Exercise directions:
The line containing "ear in the photo above." marks where to begin; quote it and every line after it through the end of the data, exactly as written.

-------

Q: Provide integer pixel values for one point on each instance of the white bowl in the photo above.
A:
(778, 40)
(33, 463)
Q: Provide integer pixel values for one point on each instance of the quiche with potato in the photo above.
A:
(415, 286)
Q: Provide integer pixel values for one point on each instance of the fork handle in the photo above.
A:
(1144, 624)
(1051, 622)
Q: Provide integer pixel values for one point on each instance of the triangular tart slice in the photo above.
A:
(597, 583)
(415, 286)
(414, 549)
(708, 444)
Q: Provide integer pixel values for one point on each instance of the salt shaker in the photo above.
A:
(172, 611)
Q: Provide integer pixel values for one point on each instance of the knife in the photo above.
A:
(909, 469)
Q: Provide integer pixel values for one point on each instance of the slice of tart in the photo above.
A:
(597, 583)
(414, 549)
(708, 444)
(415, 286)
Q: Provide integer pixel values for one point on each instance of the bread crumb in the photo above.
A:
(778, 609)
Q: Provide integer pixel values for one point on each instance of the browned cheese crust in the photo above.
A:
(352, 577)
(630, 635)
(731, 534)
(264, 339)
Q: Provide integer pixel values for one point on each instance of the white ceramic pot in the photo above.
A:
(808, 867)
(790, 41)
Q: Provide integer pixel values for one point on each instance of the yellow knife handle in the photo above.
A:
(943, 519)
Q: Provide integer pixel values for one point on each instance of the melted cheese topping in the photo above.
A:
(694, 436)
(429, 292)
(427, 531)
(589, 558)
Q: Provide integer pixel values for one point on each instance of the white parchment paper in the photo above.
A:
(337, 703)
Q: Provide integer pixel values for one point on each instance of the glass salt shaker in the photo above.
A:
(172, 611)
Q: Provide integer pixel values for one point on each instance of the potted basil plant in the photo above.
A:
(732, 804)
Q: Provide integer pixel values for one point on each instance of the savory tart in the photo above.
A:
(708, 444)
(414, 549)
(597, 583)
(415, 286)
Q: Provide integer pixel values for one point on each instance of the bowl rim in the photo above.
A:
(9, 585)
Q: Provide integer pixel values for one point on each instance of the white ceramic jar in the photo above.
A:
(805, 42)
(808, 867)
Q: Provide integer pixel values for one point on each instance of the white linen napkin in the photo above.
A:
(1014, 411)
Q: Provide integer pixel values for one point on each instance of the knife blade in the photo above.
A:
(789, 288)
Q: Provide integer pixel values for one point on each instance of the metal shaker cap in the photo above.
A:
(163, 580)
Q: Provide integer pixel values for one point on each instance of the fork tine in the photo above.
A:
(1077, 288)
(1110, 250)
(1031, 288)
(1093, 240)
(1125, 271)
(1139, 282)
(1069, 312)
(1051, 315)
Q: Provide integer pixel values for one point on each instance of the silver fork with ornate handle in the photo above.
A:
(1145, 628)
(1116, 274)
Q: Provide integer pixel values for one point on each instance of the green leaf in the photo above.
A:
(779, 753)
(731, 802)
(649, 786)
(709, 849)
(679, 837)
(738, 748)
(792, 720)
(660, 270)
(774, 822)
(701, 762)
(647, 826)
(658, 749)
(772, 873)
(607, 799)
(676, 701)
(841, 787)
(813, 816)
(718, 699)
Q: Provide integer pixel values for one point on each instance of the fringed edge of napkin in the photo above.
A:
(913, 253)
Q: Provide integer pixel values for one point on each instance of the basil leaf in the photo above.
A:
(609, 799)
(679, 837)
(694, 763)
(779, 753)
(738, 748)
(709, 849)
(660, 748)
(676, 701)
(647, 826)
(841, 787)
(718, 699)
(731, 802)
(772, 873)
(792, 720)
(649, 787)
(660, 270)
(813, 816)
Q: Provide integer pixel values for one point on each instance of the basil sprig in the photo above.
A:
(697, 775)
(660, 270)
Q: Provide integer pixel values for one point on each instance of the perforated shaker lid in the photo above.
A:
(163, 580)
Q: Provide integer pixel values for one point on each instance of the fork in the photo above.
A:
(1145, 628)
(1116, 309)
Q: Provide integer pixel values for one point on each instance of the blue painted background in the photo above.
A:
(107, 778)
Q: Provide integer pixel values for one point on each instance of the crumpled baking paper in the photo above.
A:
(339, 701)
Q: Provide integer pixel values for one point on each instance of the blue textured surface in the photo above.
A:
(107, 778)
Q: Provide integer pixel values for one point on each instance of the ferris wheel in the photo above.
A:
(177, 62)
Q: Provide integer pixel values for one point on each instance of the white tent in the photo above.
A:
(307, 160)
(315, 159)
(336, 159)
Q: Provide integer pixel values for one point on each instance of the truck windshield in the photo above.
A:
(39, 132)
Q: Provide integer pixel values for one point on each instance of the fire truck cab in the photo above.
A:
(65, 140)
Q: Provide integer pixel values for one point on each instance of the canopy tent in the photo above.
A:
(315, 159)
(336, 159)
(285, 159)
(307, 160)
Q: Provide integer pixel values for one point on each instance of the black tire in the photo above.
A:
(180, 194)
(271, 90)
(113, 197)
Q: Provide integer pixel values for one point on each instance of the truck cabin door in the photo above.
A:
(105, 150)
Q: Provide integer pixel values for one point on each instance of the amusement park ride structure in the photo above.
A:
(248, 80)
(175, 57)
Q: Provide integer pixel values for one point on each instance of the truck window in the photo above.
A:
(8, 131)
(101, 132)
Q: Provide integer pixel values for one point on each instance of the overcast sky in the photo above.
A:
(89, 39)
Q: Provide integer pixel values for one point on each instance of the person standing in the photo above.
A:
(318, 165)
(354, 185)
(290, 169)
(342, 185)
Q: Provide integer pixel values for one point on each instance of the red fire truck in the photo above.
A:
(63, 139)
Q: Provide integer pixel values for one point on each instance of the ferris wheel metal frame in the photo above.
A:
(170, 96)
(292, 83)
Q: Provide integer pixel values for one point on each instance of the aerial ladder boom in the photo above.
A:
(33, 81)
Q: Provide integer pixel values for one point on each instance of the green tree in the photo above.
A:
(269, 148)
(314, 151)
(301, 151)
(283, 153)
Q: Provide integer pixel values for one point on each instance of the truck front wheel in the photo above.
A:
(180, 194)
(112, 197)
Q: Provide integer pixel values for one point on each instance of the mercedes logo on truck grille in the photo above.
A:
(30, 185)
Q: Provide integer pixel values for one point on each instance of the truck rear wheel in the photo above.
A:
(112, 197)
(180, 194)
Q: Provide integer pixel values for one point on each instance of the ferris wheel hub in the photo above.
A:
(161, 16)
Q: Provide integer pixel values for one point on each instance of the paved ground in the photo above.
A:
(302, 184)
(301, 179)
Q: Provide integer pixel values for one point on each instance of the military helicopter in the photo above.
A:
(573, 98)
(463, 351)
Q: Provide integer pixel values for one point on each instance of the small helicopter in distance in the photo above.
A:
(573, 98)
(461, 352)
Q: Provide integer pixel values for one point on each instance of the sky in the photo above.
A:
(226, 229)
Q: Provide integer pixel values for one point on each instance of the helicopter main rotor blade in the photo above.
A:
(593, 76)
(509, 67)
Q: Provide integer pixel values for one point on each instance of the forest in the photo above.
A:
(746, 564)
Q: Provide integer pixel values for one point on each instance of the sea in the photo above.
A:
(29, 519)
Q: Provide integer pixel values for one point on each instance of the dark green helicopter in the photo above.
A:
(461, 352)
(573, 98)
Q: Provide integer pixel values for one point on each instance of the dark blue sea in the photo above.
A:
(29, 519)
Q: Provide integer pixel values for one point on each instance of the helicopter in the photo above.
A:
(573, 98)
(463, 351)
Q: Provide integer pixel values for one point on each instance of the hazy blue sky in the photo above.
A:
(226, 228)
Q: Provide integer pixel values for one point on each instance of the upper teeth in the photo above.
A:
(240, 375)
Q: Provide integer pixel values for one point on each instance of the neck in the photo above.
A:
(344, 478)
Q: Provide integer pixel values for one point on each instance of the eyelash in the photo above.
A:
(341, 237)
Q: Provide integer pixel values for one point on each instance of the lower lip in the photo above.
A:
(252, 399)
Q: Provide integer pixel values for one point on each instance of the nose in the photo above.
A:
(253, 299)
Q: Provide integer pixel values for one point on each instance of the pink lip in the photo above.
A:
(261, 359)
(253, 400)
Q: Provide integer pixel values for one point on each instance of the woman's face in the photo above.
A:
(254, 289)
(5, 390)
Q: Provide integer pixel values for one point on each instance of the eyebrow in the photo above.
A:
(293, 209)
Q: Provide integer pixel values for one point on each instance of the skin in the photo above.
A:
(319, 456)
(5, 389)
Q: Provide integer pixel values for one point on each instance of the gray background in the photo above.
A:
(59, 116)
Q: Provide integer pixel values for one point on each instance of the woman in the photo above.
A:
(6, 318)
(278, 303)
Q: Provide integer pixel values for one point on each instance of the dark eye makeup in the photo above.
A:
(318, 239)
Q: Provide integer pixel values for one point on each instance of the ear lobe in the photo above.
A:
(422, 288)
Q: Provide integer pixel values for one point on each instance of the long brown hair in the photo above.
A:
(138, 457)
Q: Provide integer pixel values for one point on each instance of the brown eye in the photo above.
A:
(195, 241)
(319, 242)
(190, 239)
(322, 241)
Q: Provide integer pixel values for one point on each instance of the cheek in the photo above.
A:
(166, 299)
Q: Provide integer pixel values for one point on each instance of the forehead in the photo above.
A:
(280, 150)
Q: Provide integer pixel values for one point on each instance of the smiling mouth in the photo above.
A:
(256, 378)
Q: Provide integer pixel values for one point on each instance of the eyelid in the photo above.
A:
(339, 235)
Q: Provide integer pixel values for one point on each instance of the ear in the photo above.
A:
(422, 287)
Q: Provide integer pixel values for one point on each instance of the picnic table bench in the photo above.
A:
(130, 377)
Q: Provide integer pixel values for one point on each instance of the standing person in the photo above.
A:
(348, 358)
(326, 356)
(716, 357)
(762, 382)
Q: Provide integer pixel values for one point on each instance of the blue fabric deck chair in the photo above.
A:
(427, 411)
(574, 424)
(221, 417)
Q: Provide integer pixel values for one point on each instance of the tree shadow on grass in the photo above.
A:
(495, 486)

-------

Task result:
Q: Provide integer pixel values for one point on each instance of the ear in the photo above.
A:
(422, 287)
Q: Provide integer pixel values for one point on each instance of the picnic table bench in the photo above.
A:
(130, 377)
Q: Provide integer pixel values for one point on each instance of the standing person in the photo above.
A:
(348, 358)
(326, 356)
(716, 357)
(762, 382)
Q: Provide integer pixel values for one point on each instance of the blue fabric deck chair in the photo above.
A:
(427, 411)
(574, 424)
(221, 417)
Q: Provide integer pixel values for one point on each instance of the tree shadow on grass in the photo above.
A:
(495, 486)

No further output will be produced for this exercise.